**REQUEST**
Switch every "tree trunk" to "tree stump" in the lines starting with the line that contains "Query: tree trunk" and going on through the line that contains "49 42 L 47 39". Write out only those lines again, with nothing else changed.

-- BEGIN RECORDS FOR THE EXERCISE --

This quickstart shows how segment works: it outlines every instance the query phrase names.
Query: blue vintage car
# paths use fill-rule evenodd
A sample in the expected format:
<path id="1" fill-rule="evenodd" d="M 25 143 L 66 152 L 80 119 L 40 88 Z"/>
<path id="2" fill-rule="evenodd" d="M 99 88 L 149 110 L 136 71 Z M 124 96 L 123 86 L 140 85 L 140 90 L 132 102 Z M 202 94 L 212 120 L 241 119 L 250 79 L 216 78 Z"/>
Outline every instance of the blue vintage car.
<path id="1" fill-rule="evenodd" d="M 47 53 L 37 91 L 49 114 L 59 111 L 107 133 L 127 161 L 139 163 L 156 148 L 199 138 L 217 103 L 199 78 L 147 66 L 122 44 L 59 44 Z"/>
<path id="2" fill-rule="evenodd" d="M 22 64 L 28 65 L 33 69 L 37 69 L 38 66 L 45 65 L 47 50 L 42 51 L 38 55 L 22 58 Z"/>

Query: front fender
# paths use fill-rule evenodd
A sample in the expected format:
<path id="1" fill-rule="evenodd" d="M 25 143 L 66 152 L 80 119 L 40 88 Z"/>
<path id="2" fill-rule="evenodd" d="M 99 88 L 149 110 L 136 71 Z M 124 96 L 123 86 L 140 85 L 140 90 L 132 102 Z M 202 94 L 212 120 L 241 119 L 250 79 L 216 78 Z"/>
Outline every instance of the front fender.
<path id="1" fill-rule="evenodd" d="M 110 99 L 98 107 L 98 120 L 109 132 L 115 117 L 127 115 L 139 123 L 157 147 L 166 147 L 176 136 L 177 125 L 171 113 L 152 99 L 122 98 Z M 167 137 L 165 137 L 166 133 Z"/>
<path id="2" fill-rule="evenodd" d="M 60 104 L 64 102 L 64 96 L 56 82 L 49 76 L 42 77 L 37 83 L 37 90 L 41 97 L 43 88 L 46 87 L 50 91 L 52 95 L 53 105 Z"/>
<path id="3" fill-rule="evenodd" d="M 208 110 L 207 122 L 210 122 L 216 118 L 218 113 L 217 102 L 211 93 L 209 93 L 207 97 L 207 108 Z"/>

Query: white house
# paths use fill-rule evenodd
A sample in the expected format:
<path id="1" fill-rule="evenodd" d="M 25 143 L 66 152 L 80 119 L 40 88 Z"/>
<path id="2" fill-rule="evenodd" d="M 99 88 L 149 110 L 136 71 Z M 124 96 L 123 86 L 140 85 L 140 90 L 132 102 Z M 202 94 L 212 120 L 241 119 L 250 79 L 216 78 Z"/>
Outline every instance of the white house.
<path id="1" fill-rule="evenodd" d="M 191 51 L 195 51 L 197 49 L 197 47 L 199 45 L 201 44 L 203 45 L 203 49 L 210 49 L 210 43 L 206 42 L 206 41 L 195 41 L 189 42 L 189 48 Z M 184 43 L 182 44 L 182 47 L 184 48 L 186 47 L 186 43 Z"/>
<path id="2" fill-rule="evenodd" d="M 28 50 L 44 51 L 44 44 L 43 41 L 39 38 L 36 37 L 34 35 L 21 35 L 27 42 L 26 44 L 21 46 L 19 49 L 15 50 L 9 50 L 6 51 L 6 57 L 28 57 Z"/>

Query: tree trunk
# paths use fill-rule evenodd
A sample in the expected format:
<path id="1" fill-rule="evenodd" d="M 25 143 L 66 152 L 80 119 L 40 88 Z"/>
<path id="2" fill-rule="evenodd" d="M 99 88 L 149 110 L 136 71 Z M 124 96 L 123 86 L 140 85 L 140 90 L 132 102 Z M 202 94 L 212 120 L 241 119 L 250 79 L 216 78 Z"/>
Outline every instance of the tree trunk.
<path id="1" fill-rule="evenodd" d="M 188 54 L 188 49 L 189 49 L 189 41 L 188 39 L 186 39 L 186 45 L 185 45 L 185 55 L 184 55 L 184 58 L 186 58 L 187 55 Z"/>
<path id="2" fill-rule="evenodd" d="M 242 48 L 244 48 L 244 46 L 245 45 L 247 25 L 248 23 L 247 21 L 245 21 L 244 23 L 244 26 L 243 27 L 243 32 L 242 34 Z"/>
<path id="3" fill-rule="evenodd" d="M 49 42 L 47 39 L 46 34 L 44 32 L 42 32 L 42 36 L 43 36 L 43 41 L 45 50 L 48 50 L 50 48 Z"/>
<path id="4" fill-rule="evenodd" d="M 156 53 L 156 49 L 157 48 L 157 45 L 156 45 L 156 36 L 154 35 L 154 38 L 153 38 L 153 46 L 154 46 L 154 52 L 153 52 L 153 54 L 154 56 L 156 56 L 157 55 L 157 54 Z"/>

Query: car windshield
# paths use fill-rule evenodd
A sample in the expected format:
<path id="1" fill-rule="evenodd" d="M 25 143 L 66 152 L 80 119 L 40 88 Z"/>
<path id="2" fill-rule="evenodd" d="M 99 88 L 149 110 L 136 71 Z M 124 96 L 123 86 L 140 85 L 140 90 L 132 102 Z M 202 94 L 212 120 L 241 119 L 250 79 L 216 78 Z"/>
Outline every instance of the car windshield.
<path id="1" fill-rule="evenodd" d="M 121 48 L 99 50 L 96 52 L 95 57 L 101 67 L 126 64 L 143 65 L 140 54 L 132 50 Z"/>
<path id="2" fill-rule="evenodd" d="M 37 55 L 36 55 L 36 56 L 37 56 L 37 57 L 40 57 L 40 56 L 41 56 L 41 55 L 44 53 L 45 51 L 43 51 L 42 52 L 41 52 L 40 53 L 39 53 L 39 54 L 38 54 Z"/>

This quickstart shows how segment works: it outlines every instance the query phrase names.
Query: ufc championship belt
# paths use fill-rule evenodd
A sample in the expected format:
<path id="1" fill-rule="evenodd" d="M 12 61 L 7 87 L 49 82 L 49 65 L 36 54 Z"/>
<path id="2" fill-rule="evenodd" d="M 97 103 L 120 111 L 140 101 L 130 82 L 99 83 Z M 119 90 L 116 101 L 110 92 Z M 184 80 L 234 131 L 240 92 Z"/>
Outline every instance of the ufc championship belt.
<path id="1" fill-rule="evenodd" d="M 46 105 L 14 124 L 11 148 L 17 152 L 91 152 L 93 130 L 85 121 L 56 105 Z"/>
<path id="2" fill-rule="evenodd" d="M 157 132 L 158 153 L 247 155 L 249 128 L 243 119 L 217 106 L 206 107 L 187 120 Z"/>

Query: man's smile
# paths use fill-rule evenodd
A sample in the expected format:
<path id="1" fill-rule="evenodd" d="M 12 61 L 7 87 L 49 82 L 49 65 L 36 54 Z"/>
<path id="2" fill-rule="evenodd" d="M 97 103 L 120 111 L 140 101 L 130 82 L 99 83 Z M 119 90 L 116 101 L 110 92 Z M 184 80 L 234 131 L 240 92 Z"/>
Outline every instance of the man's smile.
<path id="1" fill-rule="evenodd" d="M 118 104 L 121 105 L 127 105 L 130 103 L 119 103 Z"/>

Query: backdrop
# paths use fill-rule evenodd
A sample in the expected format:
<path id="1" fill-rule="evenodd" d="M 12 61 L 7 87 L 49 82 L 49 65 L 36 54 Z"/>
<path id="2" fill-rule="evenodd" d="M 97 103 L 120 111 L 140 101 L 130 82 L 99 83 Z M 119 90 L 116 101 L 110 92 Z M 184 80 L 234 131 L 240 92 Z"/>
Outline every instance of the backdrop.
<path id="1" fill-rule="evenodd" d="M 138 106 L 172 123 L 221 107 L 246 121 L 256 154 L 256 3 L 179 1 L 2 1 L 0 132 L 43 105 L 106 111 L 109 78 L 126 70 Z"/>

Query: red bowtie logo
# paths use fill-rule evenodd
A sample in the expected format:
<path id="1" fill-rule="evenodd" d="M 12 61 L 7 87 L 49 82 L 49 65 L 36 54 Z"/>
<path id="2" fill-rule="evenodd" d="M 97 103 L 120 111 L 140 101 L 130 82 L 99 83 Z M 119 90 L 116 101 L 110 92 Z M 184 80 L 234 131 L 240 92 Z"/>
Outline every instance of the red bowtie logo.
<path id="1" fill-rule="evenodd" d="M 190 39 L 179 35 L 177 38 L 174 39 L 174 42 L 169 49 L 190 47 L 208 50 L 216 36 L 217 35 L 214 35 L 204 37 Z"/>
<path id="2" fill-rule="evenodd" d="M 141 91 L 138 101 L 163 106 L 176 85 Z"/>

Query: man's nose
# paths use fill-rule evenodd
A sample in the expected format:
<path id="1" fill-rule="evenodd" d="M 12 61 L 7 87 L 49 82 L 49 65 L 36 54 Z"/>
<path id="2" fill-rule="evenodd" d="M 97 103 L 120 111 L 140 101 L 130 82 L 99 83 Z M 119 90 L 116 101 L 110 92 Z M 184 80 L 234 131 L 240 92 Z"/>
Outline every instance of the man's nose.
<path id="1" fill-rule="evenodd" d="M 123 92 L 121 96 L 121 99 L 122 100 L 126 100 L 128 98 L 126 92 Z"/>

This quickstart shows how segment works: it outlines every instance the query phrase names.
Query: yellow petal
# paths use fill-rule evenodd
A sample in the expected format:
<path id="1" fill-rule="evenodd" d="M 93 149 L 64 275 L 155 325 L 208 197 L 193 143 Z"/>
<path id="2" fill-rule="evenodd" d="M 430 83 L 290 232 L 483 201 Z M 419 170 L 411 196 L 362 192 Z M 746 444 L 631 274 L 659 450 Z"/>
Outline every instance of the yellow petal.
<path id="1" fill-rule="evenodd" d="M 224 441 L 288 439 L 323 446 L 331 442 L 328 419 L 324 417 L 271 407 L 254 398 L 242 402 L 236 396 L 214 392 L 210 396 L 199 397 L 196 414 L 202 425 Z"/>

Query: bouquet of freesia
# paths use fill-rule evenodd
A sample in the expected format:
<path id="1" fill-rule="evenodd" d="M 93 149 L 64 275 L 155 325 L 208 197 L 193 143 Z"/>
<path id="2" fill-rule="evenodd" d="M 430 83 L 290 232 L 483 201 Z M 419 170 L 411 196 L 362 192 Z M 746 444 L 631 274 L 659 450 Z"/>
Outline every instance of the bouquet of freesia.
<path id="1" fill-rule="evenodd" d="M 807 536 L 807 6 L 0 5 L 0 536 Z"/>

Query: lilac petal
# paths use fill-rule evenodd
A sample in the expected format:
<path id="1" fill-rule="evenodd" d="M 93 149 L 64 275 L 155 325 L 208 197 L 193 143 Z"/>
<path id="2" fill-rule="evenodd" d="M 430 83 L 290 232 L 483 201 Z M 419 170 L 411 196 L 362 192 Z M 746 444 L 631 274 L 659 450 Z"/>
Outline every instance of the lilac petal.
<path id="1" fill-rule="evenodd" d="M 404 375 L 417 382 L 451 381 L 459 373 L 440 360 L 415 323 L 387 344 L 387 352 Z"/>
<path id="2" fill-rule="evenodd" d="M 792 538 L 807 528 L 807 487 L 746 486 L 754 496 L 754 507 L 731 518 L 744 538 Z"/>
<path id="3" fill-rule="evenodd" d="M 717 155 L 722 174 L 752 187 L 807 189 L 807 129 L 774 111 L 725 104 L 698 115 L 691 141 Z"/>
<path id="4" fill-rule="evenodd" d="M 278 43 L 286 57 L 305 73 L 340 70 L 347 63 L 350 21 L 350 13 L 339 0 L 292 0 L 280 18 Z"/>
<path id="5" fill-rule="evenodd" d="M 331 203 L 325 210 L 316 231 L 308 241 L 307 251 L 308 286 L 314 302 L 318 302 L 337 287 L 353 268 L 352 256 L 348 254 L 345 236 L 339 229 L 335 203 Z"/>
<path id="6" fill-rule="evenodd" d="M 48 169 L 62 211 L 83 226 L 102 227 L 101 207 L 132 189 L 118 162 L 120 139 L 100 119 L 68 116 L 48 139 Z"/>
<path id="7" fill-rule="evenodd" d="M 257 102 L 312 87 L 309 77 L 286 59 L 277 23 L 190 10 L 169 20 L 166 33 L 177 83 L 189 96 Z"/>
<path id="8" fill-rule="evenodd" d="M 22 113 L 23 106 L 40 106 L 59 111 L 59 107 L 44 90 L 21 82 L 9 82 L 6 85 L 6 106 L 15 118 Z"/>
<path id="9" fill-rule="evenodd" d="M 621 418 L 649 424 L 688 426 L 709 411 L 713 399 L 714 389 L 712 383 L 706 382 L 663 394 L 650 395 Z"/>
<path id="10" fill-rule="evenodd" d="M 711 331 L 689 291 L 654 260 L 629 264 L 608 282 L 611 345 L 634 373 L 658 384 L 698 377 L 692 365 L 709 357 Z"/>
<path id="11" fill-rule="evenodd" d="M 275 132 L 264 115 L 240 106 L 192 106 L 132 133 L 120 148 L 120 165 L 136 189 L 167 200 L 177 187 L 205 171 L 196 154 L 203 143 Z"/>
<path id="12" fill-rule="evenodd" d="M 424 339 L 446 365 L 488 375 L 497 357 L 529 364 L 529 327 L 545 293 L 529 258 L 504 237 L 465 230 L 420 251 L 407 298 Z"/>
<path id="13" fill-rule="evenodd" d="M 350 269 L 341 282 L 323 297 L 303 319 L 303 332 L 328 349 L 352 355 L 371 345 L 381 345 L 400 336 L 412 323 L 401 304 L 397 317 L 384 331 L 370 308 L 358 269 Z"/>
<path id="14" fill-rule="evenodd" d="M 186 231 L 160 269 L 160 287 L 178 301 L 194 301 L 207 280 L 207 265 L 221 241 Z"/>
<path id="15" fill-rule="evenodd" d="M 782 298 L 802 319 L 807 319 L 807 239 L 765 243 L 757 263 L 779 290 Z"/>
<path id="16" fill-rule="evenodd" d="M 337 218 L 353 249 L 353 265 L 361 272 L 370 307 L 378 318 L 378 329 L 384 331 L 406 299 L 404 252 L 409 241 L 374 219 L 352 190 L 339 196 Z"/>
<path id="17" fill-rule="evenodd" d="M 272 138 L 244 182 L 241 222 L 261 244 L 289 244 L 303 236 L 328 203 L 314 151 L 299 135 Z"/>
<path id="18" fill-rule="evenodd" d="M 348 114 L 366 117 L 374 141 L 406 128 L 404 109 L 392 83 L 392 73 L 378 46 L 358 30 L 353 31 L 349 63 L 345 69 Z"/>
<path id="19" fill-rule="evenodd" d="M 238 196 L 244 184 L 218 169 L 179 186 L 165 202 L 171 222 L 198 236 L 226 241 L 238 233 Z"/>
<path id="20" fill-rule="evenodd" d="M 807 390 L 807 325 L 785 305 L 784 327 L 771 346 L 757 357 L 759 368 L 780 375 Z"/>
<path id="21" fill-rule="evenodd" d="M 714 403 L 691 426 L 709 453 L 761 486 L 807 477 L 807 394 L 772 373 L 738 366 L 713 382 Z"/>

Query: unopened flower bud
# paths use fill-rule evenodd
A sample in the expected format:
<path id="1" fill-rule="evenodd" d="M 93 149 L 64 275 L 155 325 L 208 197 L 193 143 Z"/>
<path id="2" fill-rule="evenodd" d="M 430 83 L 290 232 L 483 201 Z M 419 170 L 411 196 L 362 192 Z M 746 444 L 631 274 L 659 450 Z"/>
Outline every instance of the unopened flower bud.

-- END RECORDS FOR THE EXERCISE --

**SOLUTION TO THIS PROBLEM**
Query: tree stump
# paths use fill-rule evenodd
A sample in the expected format:
<path id="1" fill-rule="evenodd" d="M 25 143 L 66 152 L 80 119 L 40 88 Z"/>
<path id="2" fill-rule="evenodd" d="M 99 88 L 149 110 L 136 71 Z M 124 96 L 123 86 L 140 85 L 140 90 L 132 102 Z M 202 94 L 212 120 L 241 119 L 250 79 L 216 78 Z"/>
Outline every instance of the tree stump.
<path id="1" fill-rule="evenodd" d="M 188 54 L 188 49 L 189 49 L 189 41 L 188 39 L 186 39 L 186 45 L 185 45 L 185 55 L 184 55 L 184 58 L 186 58 L 187 55 Z"/>
<path id="2" fill-rule="evenodd" d="M 242 48 L 244 48 L 244 46 L 245 45 L 247 25 L 248 23 L 247 21 L 245 21 L 244 23 L 244 26 L 243 27 L 243 32 L 242 34 Z"/>
<path id="3" fill-rule="evenodd" d="M 49 42 L 47 39 L 46 34 L 44 32 L 42 32 L 42 36 L 43 36 L 43 41 L 45 50 L 48 50 L 50 48 Z"/>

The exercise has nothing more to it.